(Saved data entries)
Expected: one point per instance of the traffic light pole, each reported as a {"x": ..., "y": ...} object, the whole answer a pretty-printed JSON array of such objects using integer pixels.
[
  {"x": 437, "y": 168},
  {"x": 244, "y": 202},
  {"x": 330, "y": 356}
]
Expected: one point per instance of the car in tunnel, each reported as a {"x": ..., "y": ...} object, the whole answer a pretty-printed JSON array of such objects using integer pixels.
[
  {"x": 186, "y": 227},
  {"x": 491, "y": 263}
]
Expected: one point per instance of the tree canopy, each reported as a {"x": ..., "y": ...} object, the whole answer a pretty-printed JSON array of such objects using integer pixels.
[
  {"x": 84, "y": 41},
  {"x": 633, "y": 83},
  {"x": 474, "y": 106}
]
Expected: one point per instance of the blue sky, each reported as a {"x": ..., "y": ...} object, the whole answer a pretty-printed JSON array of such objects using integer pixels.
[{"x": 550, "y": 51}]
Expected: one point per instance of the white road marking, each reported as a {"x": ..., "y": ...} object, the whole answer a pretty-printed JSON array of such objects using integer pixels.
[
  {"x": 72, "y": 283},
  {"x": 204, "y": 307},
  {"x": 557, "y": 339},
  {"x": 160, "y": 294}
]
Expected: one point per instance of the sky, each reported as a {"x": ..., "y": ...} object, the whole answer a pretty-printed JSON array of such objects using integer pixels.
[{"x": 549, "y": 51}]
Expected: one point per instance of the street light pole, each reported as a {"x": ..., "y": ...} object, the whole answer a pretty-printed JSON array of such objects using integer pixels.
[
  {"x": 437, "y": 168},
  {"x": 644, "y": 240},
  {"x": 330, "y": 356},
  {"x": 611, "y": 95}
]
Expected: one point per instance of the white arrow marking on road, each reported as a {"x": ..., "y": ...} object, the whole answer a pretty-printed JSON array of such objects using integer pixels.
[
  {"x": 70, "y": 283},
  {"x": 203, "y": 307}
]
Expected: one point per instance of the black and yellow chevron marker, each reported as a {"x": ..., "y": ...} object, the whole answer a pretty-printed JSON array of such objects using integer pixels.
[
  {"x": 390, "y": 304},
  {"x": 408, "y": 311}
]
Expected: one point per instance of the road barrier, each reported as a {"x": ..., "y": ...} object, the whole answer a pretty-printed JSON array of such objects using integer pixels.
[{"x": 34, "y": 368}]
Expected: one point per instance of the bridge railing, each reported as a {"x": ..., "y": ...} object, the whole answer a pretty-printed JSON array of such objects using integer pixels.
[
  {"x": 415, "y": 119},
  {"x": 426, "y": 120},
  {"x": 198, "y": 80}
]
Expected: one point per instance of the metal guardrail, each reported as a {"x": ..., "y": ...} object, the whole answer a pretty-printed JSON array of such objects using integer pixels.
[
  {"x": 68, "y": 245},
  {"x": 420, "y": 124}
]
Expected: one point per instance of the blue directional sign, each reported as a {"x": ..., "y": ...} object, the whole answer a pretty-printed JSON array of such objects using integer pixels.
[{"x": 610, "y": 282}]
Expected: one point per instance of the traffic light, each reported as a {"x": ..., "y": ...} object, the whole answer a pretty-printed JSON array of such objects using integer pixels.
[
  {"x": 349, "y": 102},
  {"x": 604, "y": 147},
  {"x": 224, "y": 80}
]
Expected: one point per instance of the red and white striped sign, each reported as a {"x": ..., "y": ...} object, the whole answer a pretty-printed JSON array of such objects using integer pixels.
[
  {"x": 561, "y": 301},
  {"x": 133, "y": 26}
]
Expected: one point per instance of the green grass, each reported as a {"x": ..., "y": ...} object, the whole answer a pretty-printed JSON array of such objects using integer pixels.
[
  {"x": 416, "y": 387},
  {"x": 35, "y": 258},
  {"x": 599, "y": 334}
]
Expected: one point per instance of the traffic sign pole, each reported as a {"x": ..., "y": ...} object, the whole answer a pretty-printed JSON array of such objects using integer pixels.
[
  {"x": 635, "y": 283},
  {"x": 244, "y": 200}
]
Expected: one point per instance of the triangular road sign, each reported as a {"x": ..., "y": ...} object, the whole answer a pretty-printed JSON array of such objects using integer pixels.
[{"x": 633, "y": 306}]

Goal of the exercise:
Pull out each record as written and restate it exactly.

Answer to this exercise:
Expected: one point per instance of the traffic light pole, each reported as a {"x": ..., "y": ...} object, the whole answer a pretty-printed JSON array of such objects using integer pixels.
[
  {"x": 437, "y": 168},
  {"x": 244, "y": 202},
  {"x": 330, "y": 356}
]
Expected: one point per instance of the car in tunnel, each reported as a {"x": ..., "y": ...} object, the whole answer a pretty-printed JSON array of such objects using integer pixels.
[
  {"x": 186, "y": 227},
  {"x": 491, "y": 263}
]
Expected: one point per instance of the tree canopy, each reported as a {"x": ..., "y": ...} object, the whole answer a pretty-printed JSON array of such objects using integer pixels.
[
  {"x": 84, "y": 41},
  {"x": 633, "y": 83},
  {"x": 474, "y": 106}
]
Expected: one point per instance of the blue sky, each reported as a {"x": ..., "y": ...} object, the whole answer a pretty-printed JSON array of such objects using integer pixels.
[{"x": 550, "y": 51}]
Expected: one point per instance of the white road marking, each reported as a {"x": ..., "y": ...} object, the whole answer a pretty-printed JSON array of such objects using integer pixels.
[
  {"x": 72, "y": 283},
  {"x": 204, "y": 307},
  {"x": 557, "y": 339},
  {"x": 160, "y": 294}
]
Expected: one point per instance of the sky, each reported as a {"x": ..., "y": ...} object, the whole answer a pretty-printed JSON array of such objects using integer pixels.
[{"x": 549, "y": 51}]
Expected: one point per instance of the street light pole, each reported as a {"x": ..., "y": ...} object, the whole answer a pretty-printed JSON array of such objects using integer pixels.
[
  {"x": 437, "y": 168},
  {"x": 644, "y": 240},
  {"x": 330, "y": 356},
  {"x": 611, "y": 95}
]
Expected: one point per instance of the white arrow marking on road, each reported as a {"x": ..., "y": ...} object, the whole answer a pretty-printed JSON array of such objects using integer pixels.
[
  {"x": 70, "y": 283},
  {"x": 203, "y": 307}
]
Expected: one point per instance of the black and yellow chevron marker, each reported as a {"x": ..., "y": ...} object, the whole answer a pretty-printed JSON array of such objects using integer pixels.
[
  {"x": 390, "y": 304},
  {"x": 408, "y": 311}
]
Expected: one point per instance of the road barrier, each reported as a {"x": ..., "y": ...} object, the whole answer a pretty-printed JSON array of such objects using integer pixels.
[{"x": 34, "y": 368}]
Expected: one point per instance of the bridge railing, each reported as a {"x": ..., "y": ...} object, the whole answer a pretty-printed JSON array of such objects using integer pixels.
[
  {"x": 415, "y": 119},
  {"x": 426, "y": 120},
  {"x": 198, "y": 80}
]
Expected: one point per instance of the metal guardrail, each reported as a {"x": ..., "y": ...} object, the whole answer a pretty-printed JSON array of such objects using integer pixels.
[
  {"x": 68, "y": 245},
  {"x": 420, "y": 124}
]
Expected: one point per instance of the blue directional sign, each reported as a {"x": ..., "y": ...} object, the whole answer a pretty-printed JSON array of such objects using integer pixels.
[{"x": 610, "y": 282}]
Expected: one point per instance of the traffic light, each reported as a {"x": ..., "y": ...} object, the whole answer a pretty-printed JSON array of such objects using integer pixels.
[
  {"x": 349, "y": 102},
  {"x": 604, "y": 147},
  {"x": 224, "y": 80}
]
Expected: one point per instance of the red and white striped sign, each reported as a {"x": ..., "y": ...} object, the whole answer a pretty-printed JSON array of such objects using integer pixels.
[
  {"x": 561, "y": 301},
  {"x": 133, "y": 26}
]
Expected: one point per instance of the green grass, each reported as a {"x": ..., "y": ...} object, the whole answer a pretty-printed JSON array of such objects using integer pixels.
[
  {"x": 416, "y": 387},
  {"x": 35, "y": 258},
  {"x": 599, "y": 334}
]
Expected: one point per instance of the traffic sign pole, each reported as a {"x": ..., "y": ...} object, the whole answer a pretty-printed JSON array of such objects using integer pixels.
[
  {"x": 635, "y": 283},
  {"x": 244, "y": 200}
]
Expected: one point per instance of the triangular road sign, each reported as a {"x": ..., "y": ...} object, the whole answer a pretty-printed JSON array of such objects using integer pixels.
[{"x": 633, "y": 306}]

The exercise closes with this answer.